_Aufgabenstellung_.
**a)** Drucken Sie aus dem Text über die Höllenandrohung den Abschnitt von „2 Antworten auf“ bis einschließlich „Gläubigen zu machen?“ wortgetreu ab.
**b)** Fahren Sie mit dem Text über die Höllenandrohung fort und knüpfen Sie an seinen letzten Satz an.

_Textauszug_.
<<<<

Der Erziehungswissenschaftler Helmut Fend schreibt im Buch „Sozialisierung und Erziehung“, Beltz Verlag: „Sittliche Normen werden oft durch eine Religion gerechtfertigt und so mit besonderen Sanktionen ausgestattet (z.B. Bestrafung… nach dem Tode).“ Das Wort Hölle habe ich im Buch nicht gefunden. Immerhin: Fend erwähnt, dass Sanktionen zu sozialer Kontrolle führen. Die Formen der Entdeckung (absolute Pflicht zur Beichte), des Urteils (Jüngstes Gericht als Dogma und Glaubensgewissheit) und der Bestrafung (ewige Hölle) sind in der Kirche perfekt formalisiert und institutionalisiert. Die größte Strenge (severity) als Disziplinierungstechnik legen damit unsere Kirchen an den Tag. Ihre Sanktionsgewalt ist mit ihren angedrohten Ewigkeitsstrafen ohne jeden Zweifel die härteste und leider auch die effizienteste Art sozialer Kontrolle. Die meist extreme Kinderängstlichkeit vor körperlichen Schmerzen, insbesondere ausgelöst durch Feuer, nutzen Geistliche erbarmungslos mit ihren Folterandrohungen aus. Da waren und sind also intelligentere Menschen am Werk, als Sie und ich es sind, lieber Leser.
2 Antworten auf Wie wird man zum Verbrecher gemacht? Von Frank Sacco
1. Uwe Lehnert sagt:
16. Februar 2016 um 09:52
Spricht man mit Christen, dann wird das Thema »Hölle« heruntergespielt und als eine »irgendwie überholte« Form der lenkenden Erziehung aus vergangener Zeit dargestellt.
Altbischof Huber meinte in einer Talkshow wörtlich: »Die Hölle gibt es. Aber sie ist leer.« Da frage ich zurück: Hat Gott es sich anders überlegt oder kommt in diesem »Entgegenkommen« nur zum Vorschein, dass das alles theologische Konstruktion war, um Menschen durch Angst zu gehorsamen und demutsvollen Gläubigen zu machen?
Dieses kommentarlose, geradezu skrupellose Fallenlassen einer über zwei Jahrtausende geübten Erpressungspraxis ist von größter Unredlichkeit und Schäbigkeit, vor allem, wenn man sich bewusstmacht, welches unermessliche psychische und physische Unheil in und an Millionen Menschen über die Jahrhunderte angerichtet wurde, und dass sich unter anderem – oder vor allem? – auf Grund dieser von den Menschen bitterernst genommenen Androhung die zahlenmäßige Größe der Kirche erklärt. Es gibt seitens der Kirchen kein Wort des Bedauerns, keine erklärende Entschuldigung.

>>>>

_Untersuchte Daten_.
<<<<

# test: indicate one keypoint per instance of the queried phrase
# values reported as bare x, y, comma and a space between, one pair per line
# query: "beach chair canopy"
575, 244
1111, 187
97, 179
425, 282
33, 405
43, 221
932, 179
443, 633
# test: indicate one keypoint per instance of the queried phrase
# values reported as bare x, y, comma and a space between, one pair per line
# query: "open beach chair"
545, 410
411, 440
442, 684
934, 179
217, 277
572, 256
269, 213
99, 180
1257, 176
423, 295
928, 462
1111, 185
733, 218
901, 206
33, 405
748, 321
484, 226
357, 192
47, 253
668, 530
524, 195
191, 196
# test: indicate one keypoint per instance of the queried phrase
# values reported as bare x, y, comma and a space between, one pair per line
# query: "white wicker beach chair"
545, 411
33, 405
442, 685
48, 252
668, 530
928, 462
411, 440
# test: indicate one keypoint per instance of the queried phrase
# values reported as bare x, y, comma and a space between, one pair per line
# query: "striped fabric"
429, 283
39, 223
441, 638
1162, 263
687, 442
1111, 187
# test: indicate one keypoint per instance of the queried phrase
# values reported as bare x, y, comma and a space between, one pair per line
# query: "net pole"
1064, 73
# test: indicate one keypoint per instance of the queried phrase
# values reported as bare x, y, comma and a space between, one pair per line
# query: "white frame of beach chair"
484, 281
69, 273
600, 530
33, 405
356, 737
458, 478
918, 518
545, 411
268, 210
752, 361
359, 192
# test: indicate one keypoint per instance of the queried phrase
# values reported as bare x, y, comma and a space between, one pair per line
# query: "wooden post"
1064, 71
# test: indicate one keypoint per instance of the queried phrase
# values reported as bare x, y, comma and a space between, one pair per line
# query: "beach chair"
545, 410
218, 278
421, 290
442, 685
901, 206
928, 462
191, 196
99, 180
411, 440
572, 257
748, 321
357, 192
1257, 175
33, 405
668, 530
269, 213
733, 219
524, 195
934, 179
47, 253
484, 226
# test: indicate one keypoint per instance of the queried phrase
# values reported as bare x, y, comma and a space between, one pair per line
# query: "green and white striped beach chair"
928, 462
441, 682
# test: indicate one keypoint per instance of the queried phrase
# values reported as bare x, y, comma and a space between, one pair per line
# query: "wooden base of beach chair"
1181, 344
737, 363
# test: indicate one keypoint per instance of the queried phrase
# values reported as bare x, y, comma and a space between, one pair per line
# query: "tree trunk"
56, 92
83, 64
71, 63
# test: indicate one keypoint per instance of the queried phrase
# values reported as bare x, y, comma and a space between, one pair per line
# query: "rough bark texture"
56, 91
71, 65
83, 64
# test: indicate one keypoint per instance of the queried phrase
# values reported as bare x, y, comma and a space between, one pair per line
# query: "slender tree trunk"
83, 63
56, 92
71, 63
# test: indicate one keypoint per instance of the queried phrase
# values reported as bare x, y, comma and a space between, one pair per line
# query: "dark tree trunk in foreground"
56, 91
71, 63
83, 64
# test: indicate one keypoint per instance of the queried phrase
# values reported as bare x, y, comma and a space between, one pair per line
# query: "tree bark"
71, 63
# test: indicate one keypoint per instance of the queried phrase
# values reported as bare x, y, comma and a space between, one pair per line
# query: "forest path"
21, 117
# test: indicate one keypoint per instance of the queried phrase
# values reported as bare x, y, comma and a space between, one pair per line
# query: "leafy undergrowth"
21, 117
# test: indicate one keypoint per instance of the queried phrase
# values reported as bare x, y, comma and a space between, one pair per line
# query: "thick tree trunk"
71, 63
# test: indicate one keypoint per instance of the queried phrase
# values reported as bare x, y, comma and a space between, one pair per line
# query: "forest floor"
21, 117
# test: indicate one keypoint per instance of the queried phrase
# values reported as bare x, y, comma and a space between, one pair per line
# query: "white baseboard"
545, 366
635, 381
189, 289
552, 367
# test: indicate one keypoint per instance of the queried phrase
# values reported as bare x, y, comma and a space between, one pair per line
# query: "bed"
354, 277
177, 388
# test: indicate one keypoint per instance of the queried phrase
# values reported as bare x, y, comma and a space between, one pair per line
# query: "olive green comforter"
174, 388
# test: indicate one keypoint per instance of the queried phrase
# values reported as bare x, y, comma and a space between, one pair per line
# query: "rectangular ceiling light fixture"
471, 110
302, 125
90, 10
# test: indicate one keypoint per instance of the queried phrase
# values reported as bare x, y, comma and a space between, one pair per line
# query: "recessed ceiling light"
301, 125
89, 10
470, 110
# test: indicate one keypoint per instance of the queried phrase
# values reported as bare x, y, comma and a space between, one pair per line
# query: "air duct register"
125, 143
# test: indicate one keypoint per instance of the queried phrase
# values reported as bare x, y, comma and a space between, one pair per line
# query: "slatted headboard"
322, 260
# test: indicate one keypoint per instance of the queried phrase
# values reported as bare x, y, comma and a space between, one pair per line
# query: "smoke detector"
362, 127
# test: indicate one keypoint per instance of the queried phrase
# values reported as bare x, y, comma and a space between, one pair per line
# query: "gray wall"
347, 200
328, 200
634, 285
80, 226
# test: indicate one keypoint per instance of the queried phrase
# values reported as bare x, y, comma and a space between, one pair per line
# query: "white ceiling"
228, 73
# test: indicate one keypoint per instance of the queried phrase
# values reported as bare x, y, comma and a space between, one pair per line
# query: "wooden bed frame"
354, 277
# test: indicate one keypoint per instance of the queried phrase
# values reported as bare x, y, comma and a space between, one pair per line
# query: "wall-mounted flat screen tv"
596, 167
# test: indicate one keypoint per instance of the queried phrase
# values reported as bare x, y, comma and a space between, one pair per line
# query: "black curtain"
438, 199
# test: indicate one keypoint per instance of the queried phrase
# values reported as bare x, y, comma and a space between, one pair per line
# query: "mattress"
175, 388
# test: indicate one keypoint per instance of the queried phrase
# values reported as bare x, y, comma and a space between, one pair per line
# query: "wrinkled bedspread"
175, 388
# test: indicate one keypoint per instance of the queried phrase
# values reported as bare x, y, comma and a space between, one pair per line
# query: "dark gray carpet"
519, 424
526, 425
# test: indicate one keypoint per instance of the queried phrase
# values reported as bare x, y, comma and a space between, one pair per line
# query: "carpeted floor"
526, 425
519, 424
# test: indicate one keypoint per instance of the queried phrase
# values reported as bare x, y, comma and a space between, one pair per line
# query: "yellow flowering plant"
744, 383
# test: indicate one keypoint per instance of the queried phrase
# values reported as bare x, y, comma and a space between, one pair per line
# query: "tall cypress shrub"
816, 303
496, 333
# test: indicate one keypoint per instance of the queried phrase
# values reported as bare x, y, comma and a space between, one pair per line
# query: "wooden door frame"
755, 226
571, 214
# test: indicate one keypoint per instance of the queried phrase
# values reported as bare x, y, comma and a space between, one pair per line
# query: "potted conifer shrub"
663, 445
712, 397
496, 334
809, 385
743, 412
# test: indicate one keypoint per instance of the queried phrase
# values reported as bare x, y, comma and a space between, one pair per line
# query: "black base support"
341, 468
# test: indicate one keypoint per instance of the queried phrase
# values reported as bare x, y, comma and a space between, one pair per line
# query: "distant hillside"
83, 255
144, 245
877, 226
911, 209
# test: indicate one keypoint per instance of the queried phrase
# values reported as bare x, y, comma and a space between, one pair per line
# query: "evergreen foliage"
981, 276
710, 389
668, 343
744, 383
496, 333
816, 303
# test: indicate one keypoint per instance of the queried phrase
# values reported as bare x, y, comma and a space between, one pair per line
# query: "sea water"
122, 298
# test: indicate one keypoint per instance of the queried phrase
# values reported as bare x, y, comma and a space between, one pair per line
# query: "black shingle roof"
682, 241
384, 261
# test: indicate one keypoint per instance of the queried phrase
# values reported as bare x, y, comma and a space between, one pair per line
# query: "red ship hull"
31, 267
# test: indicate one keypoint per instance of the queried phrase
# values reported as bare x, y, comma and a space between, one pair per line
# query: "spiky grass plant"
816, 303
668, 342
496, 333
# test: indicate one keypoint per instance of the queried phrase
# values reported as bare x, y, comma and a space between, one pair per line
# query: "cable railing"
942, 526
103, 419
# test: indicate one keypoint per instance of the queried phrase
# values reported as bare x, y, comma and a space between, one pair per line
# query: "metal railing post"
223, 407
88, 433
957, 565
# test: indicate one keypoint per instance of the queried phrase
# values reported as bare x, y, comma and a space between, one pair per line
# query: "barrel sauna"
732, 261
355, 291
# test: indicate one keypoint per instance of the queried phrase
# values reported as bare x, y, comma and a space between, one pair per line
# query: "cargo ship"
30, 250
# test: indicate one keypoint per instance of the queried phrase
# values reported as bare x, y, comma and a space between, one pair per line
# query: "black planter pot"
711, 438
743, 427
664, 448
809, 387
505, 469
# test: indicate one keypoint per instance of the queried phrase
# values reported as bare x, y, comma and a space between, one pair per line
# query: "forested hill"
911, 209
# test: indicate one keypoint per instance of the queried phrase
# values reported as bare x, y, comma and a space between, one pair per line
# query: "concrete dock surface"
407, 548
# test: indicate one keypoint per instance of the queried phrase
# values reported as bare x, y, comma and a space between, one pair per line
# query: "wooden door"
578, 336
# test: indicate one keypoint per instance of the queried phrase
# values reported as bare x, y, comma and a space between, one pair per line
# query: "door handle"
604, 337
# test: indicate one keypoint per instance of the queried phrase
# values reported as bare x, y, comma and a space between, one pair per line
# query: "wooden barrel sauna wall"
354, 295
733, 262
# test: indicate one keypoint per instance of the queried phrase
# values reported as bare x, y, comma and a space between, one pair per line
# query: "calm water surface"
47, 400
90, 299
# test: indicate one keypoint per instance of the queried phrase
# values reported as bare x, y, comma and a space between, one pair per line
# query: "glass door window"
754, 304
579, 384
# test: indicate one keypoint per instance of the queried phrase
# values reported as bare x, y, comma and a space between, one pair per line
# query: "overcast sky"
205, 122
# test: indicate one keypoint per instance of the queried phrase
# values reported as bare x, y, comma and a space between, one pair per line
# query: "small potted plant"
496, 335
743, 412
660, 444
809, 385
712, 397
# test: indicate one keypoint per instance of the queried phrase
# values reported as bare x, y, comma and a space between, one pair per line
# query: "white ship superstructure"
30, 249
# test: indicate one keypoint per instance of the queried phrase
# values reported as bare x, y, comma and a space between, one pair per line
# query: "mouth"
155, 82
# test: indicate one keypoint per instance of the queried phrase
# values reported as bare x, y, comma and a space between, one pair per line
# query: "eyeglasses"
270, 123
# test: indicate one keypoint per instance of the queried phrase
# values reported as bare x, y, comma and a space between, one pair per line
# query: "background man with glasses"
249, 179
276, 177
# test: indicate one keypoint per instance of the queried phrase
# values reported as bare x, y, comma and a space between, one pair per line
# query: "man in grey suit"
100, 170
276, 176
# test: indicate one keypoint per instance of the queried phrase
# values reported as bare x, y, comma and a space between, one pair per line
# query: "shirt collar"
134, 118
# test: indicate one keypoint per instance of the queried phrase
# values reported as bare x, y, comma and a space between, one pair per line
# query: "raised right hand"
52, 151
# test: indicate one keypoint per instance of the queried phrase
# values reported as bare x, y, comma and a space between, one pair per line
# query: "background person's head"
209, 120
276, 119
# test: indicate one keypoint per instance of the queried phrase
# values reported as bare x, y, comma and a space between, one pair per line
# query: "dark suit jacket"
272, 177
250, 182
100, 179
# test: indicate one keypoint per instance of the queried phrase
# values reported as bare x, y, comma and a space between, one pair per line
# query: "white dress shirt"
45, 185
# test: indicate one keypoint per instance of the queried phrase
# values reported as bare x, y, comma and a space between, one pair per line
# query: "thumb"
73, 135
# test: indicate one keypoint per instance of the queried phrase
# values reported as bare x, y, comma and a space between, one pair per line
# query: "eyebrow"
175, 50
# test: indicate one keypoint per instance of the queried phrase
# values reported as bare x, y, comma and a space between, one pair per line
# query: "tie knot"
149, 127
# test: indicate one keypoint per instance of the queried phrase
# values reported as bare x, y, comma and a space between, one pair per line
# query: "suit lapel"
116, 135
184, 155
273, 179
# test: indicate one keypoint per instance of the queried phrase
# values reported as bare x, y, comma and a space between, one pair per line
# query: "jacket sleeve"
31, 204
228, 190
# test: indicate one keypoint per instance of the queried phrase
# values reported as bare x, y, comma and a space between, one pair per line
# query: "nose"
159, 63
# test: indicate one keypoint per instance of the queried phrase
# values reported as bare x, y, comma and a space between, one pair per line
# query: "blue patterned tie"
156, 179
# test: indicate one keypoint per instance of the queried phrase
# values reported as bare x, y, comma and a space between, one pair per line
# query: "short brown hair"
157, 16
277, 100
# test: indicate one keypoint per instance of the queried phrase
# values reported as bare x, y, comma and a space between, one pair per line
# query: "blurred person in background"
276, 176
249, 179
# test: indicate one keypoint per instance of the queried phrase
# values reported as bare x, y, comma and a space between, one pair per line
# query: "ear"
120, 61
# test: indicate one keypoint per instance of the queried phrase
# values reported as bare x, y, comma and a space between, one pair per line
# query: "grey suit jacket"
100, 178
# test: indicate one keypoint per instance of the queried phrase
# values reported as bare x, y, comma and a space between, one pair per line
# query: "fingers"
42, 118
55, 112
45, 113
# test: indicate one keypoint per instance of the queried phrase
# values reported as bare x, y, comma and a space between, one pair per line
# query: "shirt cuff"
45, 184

>>>>

_Ihre Antworten_.
**a)**
2 Antworten auf Wie wird man zum Verbrecher gemacht? Von Frank Sacco
1. Uwe Lehnert sagt:
16. Februar 2016 um 09:52
Spricht man mit Christen, dann wird das Thema »Hölle« heruntergespielt und als eine »irgendwie überholte« Form der lenkenden Erziehung aus vergangener Zeit dargestellt.
Altbischof Huber meinte in einer Talkshow wörtlich: »Die Hölle gibt es. Aber sie ist leer.« Da frage ich zurück: Hat Gott es sich anders überlegt oder kommt in diesem »Entgegenkommen« nur zum Vorschein, dass das alles theologische Konstruktion war, um Menschen durch Angst zu gehorsamen und demutsvollen Gläubigen zu machen?

**b)**
Was dagegen die katholische Kirche noch heute denkt und verbreitet, kann man dem aktuellen »Katechismus der Katholischen Kirche« entnehmen (2003, korrigierter Nachdruck 2005, Oldenbourg, St. Benno Verlag, Paulusverlag). Beim Katholischen Katechismus handelt es sich um den von Papst Johannes Paul II. und (dem damaligen) Kardinal Ratzinger herausgegebenen verbindlichen(!) Leitfaden des katholischen Glaubens. Dort heißt es auf S. 295 unter dem Stichwort »Hölle« in den Textblöcken 1034 und 1035:
»1034 Jesus spricht öfters von der „Gehenna“ des „unauslöschlichen Feuers“2, die für jene bestimmt ist, die bis zum Ende ihres Lebens sich weigern, zu glauben und sich zu bekehren, und wohin zugleich Seele und Leib ins Verderben geraten können3. Jesus kündigt in ernsten Worten an, daß er „seine Engel aussenden“ wird, die „alle zusammenholen, die andere verführt und Gottes Gesetz übertreten haben, und . . . in den Ofen werfen, in dem das Feuer brennt“ (Mt 13, 41–42), und daß er das Verdammungsurteil sprechen wird: „Weg von mir, ihr Verfluchten, in das ewige Feuer!“ (Mt 25, 41).
1035 Die Lehre der Kirche sagt, daß es eine Hölle gibt und daß sie ewig dauert. Die Seelen derer, die im Stand der Todsünde sterben, kommen sogleich nach dem Tod in die Unterwelt, wo sie die Qualen der Hölle erleiden, „das ewige Feuer“4. Die schlimmste Pein der Hölle besteht in der ewigen Trennung von Gott, in dem allein der Mensch das Leben und das Glück finden kann, für die er erschaffen worden ist und nach denen er sich sehnt.«
Noch irgendwelche Unklarheiten?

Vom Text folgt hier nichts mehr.